Excerpted records ->
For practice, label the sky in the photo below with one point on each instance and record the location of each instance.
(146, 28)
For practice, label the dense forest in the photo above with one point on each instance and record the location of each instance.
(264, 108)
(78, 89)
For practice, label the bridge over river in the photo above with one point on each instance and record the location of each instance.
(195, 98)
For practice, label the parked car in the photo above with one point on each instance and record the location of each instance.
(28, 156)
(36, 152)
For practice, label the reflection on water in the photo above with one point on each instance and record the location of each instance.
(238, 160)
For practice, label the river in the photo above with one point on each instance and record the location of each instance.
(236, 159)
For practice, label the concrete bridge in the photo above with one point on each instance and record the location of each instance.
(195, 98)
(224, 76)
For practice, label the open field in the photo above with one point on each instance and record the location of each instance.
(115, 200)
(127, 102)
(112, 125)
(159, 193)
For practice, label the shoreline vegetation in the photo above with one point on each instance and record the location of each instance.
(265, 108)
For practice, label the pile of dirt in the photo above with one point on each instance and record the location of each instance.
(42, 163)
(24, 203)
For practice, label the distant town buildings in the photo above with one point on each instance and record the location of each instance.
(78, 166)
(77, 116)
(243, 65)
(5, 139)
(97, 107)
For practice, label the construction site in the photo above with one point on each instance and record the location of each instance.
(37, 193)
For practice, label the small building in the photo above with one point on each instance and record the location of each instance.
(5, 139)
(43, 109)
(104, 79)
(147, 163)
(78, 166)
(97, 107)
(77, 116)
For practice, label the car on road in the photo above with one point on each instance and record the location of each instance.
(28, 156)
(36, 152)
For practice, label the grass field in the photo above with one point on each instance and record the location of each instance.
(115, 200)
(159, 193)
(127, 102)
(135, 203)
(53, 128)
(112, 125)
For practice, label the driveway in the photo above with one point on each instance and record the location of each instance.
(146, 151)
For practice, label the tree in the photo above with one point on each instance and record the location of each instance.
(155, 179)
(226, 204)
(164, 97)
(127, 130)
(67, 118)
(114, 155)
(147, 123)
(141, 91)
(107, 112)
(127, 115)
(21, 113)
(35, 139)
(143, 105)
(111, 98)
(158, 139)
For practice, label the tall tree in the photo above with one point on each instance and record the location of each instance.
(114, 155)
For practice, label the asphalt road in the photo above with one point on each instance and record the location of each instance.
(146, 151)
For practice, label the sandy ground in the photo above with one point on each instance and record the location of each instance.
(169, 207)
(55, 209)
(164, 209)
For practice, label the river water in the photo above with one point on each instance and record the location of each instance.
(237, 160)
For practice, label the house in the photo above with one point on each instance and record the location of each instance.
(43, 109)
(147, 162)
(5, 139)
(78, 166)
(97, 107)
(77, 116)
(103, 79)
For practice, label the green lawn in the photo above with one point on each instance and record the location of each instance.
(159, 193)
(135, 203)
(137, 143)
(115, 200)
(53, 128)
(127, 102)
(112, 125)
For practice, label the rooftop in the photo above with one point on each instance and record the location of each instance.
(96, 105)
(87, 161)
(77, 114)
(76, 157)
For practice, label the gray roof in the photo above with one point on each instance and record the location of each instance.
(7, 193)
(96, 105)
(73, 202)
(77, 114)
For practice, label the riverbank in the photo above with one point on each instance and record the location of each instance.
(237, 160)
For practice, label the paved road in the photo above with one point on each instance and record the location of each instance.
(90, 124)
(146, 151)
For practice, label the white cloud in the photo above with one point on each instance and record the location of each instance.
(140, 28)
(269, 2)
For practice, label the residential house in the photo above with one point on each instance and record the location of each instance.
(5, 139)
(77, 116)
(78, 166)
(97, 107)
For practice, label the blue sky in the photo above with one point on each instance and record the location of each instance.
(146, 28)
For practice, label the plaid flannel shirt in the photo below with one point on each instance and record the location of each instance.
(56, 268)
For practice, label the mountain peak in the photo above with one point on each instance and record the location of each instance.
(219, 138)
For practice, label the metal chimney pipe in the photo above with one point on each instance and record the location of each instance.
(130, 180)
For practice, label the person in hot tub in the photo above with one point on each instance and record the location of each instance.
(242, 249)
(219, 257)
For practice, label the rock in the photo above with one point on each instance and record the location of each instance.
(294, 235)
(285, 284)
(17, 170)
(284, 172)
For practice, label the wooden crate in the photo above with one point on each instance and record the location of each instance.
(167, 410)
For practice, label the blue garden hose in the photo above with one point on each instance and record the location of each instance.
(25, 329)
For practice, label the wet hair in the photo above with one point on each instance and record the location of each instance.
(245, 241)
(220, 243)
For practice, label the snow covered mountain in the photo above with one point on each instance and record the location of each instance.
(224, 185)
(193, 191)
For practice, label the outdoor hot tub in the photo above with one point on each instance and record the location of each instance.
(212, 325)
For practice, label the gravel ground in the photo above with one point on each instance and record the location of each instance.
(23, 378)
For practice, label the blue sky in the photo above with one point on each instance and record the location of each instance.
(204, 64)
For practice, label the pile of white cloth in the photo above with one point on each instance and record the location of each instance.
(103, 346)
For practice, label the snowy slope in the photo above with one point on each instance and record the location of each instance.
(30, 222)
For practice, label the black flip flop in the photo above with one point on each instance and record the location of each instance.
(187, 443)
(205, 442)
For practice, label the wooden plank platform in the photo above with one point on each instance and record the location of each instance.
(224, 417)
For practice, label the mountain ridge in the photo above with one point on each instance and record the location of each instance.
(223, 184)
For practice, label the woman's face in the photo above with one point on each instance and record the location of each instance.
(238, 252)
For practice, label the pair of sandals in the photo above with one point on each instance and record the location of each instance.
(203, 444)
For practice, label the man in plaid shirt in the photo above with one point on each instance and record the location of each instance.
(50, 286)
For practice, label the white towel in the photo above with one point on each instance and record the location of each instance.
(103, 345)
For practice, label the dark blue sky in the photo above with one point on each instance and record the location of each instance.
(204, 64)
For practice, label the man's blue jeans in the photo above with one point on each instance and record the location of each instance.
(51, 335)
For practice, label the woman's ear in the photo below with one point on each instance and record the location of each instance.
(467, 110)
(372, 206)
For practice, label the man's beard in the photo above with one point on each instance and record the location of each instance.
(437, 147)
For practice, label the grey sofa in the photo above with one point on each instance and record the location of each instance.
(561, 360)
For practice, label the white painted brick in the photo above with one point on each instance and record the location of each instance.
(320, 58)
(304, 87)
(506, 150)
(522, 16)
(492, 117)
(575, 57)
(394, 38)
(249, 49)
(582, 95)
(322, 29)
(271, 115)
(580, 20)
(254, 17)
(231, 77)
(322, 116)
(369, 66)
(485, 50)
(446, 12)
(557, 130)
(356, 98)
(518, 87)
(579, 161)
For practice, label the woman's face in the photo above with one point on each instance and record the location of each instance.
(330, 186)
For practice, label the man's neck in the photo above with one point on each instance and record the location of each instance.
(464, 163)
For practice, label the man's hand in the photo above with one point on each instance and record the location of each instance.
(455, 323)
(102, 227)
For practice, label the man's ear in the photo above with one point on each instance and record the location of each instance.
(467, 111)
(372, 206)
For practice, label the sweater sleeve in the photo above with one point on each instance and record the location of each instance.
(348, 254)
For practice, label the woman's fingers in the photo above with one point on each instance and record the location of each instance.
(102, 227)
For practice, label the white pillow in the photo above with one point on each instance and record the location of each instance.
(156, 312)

Given exercise -> The required output is the exact sequence of lines from the one containing "For practice, label the man's blue" through the end of the listing, both endpoints included.

Answer to this problem ->
For practice, label the man's blue jeans in the photo above with one point on each instance and record the location of each instance.
(51, 335)
For practice, label the woman's ear in the photo below with one point on each instance and record the location of each instance.
(467, 110)
(372, 206)
For practice, label the man's beard in the photo above with one point on each instance and record the location of each instance.
(437, 147)
For practice, label the grey sofa in the photo above with one point on each instance and record the location of each instance.
(561, 360)
For practice, label the white painted brick in the photo above with one point on each instance and record the location of each instance.
(320, 58)
(304, 87)
(506, 150)
(522, 16)
(492, 117)
(575, 57)
(394, 38)
(249, 49)
(582, 95)
(322, 29)
(271, 115)
(580, 20)
(254, 17)
(231, 77)
(322, 116)
(369, 66)
(485, 50)
(446, 12)
(557, 130)
(356, 98)
(518, 87)
(579, 161)
For practice, label the woman's face in the photo above with one point on each instance and record the location of each instance.
(330, 186)
For practice, label the man's neck in the photo above with one point on each instance and record the location of each instance.
(464, 163)
For practice, label the man's hand in the photo above with one point on each instance and record the location of each instance.
(455, 323)
(102, 227)
For practice, label the man's ear in the photo above with one point on each instance and record the location of each instance.
(467, 111)
(372, 206)
For practice, label the sweater sleeve in the photo above with one point on each instance and record the location of each instance.
(348, 254)
For practice, label the woman's fingers in the photo above with one point on each instance and record the location of each instance.
(102, 227)
For practice, label the white pillow in the photo above with one point on each instance and record the location of each instance.
(156, 312)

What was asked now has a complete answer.